**What you should do**. Output the records below as a two-column CSV with the header row text,answer. Give one row per record, with its text and its answer each in a single quoted field and line breaks replaced by spaces, and leave the pictures out.
-- start --
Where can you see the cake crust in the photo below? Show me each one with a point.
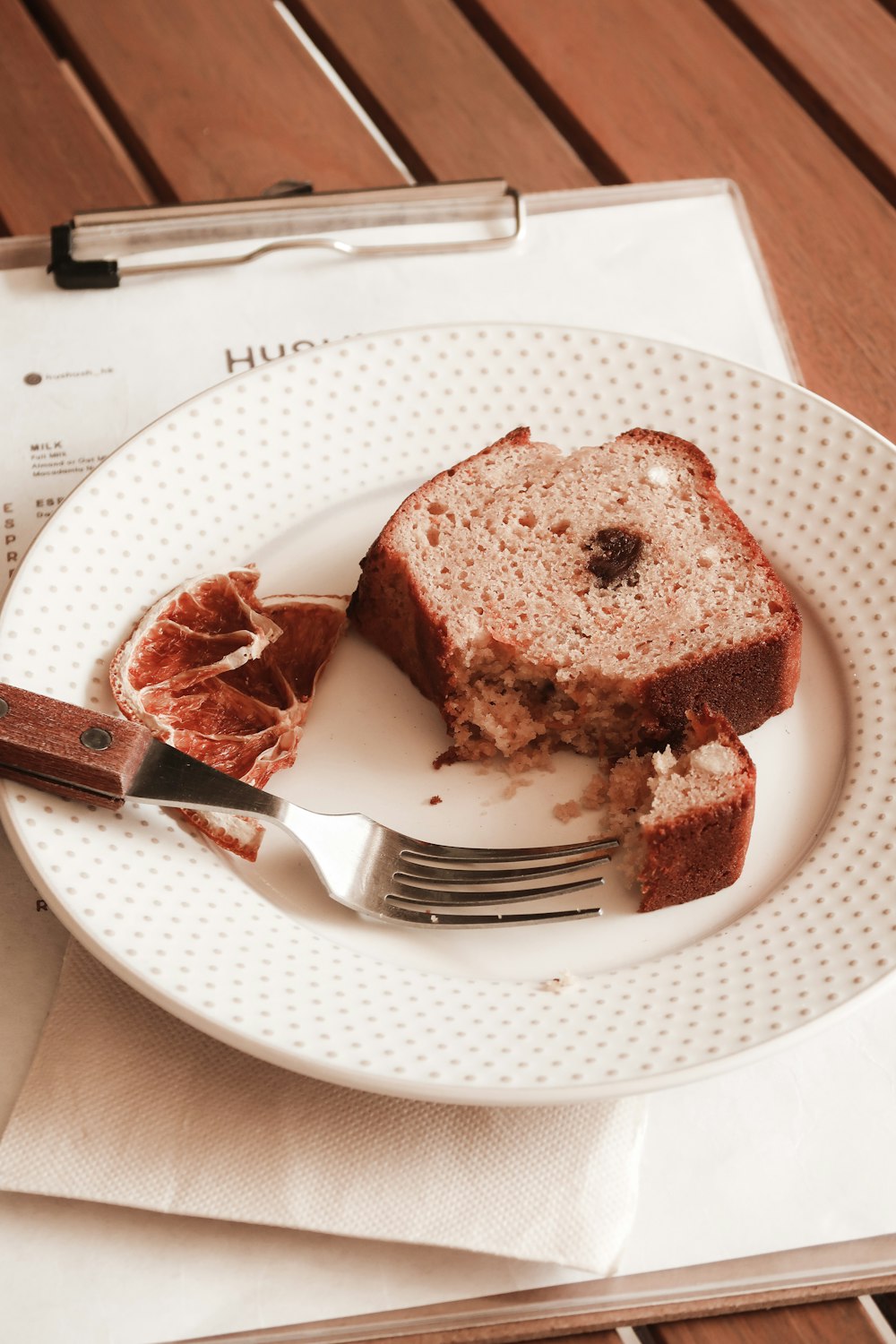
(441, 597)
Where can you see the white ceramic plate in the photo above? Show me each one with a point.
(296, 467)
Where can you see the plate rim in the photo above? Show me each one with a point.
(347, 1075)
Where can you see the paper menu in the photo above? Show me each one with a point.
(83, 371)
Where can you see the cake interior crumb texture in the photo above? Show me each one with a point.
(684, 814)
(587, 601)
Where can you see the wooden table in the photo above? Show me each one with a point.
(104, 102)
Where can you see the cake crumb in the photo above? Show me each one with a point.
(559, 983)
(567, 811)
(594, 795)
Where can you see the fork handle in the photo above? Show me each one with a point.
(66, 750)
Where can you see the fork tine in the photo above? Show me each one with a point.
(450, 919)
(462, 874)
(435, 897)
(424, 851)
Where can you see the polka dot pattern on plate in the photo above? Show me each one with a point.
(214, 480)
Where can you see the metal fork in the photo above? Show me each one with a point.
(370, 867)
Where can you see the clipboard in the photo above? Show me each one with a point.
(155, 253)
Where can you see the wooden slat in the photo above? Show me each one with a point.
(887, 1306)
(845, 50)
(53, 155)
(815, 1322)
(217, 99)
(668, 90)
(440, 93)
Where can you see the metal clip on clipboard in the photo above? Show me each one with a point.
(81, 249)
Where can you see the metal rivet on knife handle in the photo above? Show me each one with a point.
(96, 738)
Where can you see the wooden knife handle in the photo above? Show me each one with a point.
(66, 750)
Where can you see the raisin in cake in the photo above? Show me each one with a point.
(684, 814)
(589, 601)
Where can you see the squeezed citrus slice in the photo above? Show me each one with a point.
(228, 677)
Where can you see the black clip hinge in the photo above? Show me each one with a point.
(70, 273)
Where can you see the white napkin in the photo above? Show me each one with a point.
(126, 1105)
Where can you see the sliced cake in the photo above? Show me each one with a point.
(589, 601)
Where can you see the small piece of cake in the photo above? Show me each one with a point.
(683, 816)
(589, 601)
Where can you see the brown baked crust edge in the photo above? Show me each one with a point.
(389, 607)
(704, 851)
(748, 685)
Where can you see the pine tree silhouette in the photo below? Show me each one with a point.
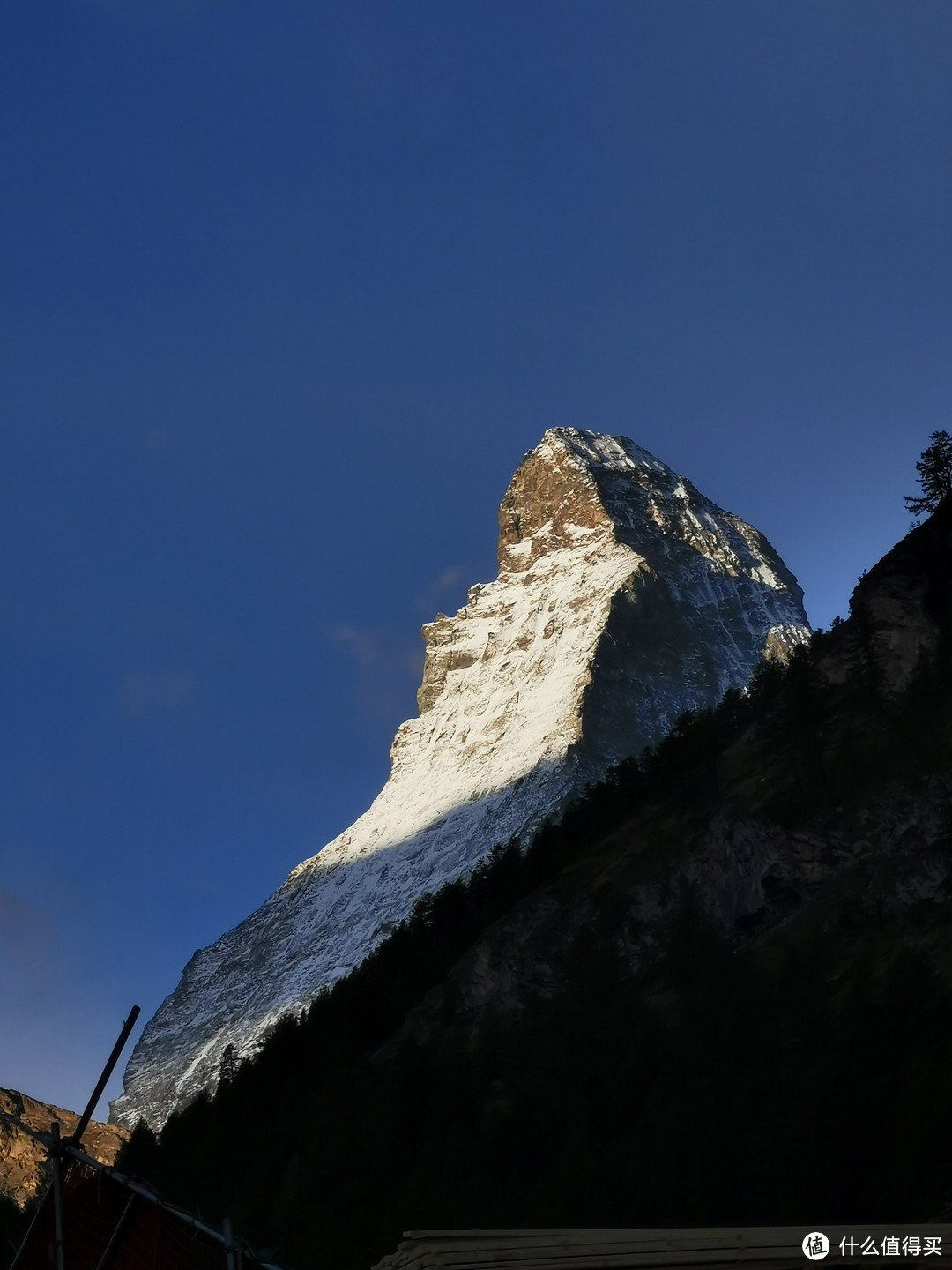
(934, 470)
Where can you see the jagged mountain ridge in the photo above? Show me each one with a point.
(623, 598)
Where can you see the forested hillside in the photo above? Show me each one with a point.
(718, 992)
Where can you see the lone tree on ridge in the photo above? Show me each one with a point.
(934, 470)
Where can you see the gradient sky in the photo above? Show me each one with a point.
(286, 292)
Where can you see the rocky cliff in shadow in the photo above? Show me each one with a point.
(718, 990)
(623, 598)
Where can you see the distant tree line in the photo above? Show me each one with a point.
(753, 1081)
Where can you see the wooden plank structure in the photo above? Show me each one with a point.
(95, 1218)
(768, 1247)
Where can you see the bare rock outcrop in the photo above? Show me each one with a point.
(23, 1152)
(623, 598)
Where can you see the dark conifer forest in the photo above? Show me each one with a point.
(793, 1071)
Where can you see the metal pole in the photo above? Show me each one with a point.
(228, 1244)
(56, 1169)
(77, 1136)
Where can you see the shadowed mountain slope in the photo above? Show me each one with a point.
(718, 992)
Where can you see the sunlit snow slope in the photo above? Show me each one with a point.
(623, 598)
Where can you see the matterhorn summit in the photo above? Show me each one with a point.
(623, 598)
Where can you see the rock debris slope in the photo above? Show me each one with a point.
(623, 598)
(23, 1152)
-- end --
**Full solution**.
text,answer
"Where can you see the cake crust in the photo below? Show me each one with a point.","(441, 597)"
"Where can you see the white ceramic plate in the photo above? Show me each one with a point.","(296, 467)"
"Where can you see the plate rim in the photo above? Show me each one with a point.","(347, 1075)"
"Where can you see the paper menu in the photo above? Show me each one with a point.","(83, 371)"
"Where can you see the cake interior crumb texture in the photo above? Show me each one with a point.","(684, 814) (587, 601)"
"Where can you see the wooden table in the photo above? Show me each one with a point.","(104, 102)"
"Where can you see the cake crumb in the photo above? Show me each one with a point.","(559, 983) (567, 811) (594, 795)"
"Where can you see the fork handle in the photo above? Show me each one with a point.","(66, 750)"
"Where can you see the fork tine in the photo above? Show me each one with a point.","(450, 919) (462, 874) (435, 897) (424, 851)"
"Where can you see the polka dot pattern on plate in the photo above? Show me each one with a point.","(214, 480)"
"Where can you see the metal fork in the photo above? Show me each one with a point.","(370, 867)"
"Where can you see the clipboard in the photo above? Show me each one with a point.","(155, 253)"
"Where can you see the wooden slat in the photo above? Show me each one with a point.","(887, 1306) (845, 50) (53, 155) (815, 1322) (217, 99) (668, 90) (440, 93)"
"Where can you see the metal clip on clipboard in the photo above? Show me each one with a point.","(81, 249)"
"Where can you see the metal rivet on knife handle in the photo above? Show me each one with a point.","(96, 738)"
"Where can you see the wooden knife handle in the photo above? Show me each one with a point.","(66, 750)"
"Where can you see the raisin in cake in the photo above? Show me each one with a point.","(684, 814) (589, 601)"
"Where can you see the squeezed citrus slice in the photo above? Show me each one with a point.","(228, 677)"
"Where can you see the black clip hinge in the photo above? Show me each one with a point.","(70, 273)"
"Where can you see the white napkin in the photo above? Show me each one with a point.","(126, 1105)"
"Where can you see the sliced cake in the photo above? Show me each one with a point.","(589, 601)"
"Where can you see the small piece of cake in the photo above? Show me each one with a point.","(683, 816) (589, 601)"
"Where can you see the brown baked crust edge in the photo above? Show me each one with a point.","(389, 607) (704, 851) (748, 685)"
"Where can you see the pine tree silhouette in the photo below? Show me each one with a point.","(934, 470)"
"Where can you see the jagged mountain ridge in the photo above? Show me each one with a point.","(623, 598)"
"Where can you see the forested hillside in the photo above? Show me each one with a point.","(718, 992)"
"Where can you see the lone tree on ridge in the photo above? Show me each one with a point.","(934, 470)"
"Where can you see the gradient sky in the photo above? Show me each one with a point.","(286, 292)"
"Where can you see the rocky cliff in shadow in the photo above? Show me each one with a point.","(718, 990) (623, 598)"
"Where can you see the distant tree line in the photo above? Show me each one with a point.","(753, 1081)"
"Where can you see the wooden plank structure in the photo above? Show me each one with a point.","(95, 1218) (768, 1247)"
"Where can you see the bare rock outcrop in the photo above? Show me each one with a point.","(23, 1152) (623, 598)"
"Where can you see the dark conifer forest in the photo above? Show me each one with a point.","(793, 1071)"
"Where can you see the metal pole in the photo above? Show me each one with a point.","(228, 1244) (56, 1169) (77, 1136)"
"Where can you see the shadowed mountain slope in the photo above? Show me each one with a point.","(718, 992)"
"Where can you see the sunlit snow slope in the photo above? Show me each one with a point.","(623, 598)"
"Where can you see the matterhorn summit in the photo above? Show me each one with a point.","(623, 598)"
"Where can you see the rock debris slope in the photo above? Show me each one with a point.","(623, 598) (23, 1152)"